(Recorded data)
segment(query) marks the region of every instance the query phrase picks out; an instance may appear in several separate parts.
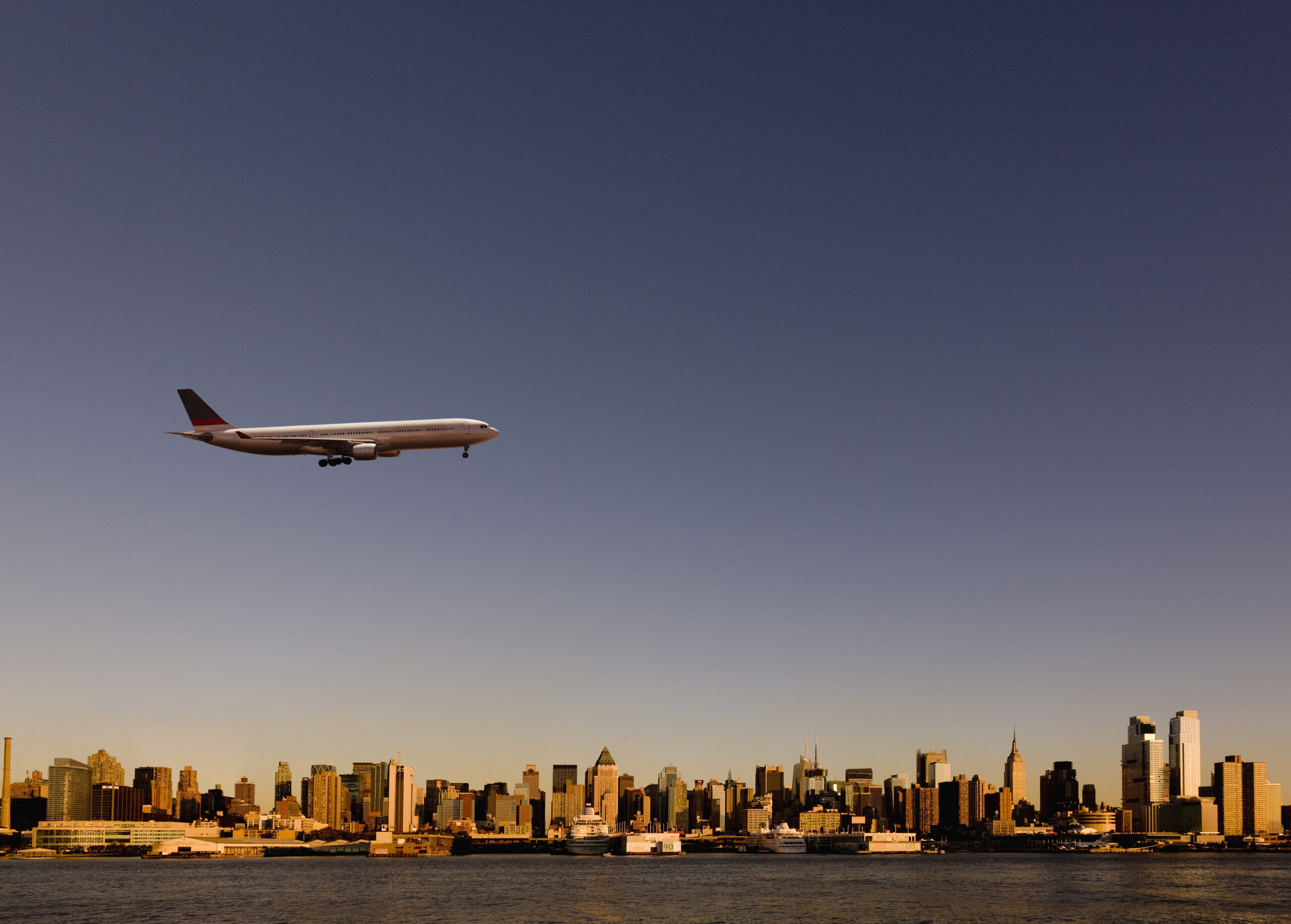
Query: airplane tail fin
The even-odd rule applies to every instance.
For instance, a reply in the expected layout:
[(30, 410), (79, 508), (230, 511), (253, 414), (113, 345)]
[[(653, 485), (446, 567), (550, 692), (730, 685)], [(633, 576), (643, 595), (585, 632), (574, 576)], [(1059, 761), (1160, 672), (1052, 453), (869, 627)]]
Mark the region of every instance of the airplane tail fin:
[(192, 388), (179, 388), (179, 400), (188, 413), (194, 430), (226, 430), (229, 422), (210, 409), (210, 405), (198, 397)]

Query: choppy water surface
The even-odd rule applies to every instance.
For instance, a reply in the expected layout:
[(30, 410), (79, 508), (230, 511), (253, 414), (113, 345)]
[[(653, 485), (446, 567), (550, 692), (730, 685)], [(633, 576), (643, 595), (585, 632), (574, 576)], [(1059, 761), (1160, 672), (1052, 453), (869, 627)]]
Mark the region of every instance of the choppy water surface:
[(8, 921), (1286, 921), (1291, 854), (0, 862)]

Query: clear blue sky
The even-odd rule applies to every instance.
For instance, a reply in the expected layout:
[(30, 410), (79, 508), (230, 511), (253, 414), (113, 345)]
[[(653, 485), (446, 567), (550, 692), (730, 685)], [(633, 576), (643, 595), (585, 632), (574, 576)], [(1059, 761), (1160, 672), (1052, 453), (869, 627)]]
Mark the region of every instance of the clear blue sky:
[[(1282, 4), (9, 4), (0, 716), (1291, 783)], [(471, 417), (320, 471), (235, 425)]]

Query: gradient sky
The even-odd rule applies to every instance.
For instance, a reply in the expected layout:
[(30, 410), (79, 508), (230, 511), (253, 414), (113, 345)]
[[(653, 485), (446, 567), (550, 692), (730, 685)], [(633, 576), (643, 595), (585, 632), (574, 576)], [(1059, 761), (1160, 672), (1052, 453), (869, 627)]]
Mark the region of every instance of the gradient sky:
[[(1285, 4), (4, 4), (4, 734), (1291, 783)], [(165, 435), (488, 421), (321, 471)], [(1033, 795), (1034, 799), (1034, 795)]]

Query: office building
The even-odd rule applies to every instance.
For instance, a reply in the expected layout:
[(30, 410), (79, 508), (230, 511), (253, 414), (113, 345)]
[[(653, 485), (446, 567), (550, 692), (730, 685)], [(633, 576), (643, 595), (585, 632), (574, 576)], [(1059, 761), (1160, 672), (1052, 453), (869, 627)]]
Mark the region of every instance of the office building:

→ What you have to do:
Copy these lines again word for word, leaving out the pictures.

→ The output:
segment(query) marks the region of every instance the query phrase picks out; an instance may appear in several separate parts.
Query: airplane tail fin
The even-odd rule applies to every instance.
For instance, a reply in the expected layout:
[(30, 410), (79, 508), (230, 511), (253, 414), (113, 345)]
[[(653, 485), (446, 567), (550, 692), (730, 685)], [(633, 576), (643, 595), (585, 632), (574, 576)], [(1059, 761), (1160, 672), (1052, 453), (869, 627)]]
Mark the region of every instance of the airplane tail fin:
[(192, 388), (179, 388), (179, 400), (188, 413), (194, 430), (226, 430), (229, 422), (210, 409), (210, 405), (198, 397)]

Query: choppy water surface
The even-odd rule applies to every instance.
For instance, a reply in the expected layout:
[(30, 410), (79, 508), (230, 511), (253, 414), (113, 345)]
[[(653, 485), (446, 567), (550, 692), (730, 685)], [(633, 576), (643, 595), (585, 632), (574, 576)], [(1059, 761), (1160, 672), (1052, 453), (869, 627)]]
Mark the region of every instance of the choppy water surface:
[(8, 921), (1286, 921), (1291, 854), (0, 862)]

Query: clear blue sky
The even-odd rule applies to every instance.
For instance, a reply in the expected layout:
[(30, 410), (79, 508), (230, 511), (253, 414), (113, 345)]
[[(653, 485), (446, 567), (550, 692), (730, 685)], [(633, 576), (643, 595), (585, 632), (574, 576)], [(1059, 761), (1160, 672), (1052, 453), (869, 627)]]
Mark the region of every instance of the clear blue sky:
[[(1282, 4), (9, 4), (0, 716), (1291, 783)], [(471, 417), (320, 471), (235, 425)]]

Query: gradient sky
The even-odd rule applies to every instance.
For instance, a reply in the expected layout:
[(30, 410), (79, 508), (230, 511), (253, 414), (113, 345)]
[[(653, 485), (446, 567), (550, 692), (730, 685)], [(633, 576), (643, 595), (585, 632), (574, 576)], [(1059, 761), (1160, 672), (1052, 453), (869, 627)]]
Mark the region of every instance of the gradient sky:
[[(1285, 4), (4, 4), (4, 734), (1291, 783)], [(165, 435), (488, 421), (321, 471)], [(1033, 795), (1034, 799), (1034, 795)]]

Query: office building
The even-odd rule applies to every instance.
For instance, a reply in the expected layout:
[(30, 410), (79, 508), (230, 511), (253, 414), (113, 345)]
[[(653, 485), (446, 567), (550, 692), (730, 685)], [(633, 576), (643, 595), (585, 632), (574, 576)], [(1059, 761), (1160, 672), (1052, 453), (869, 627)]]
Mark the region of every instance of the office building:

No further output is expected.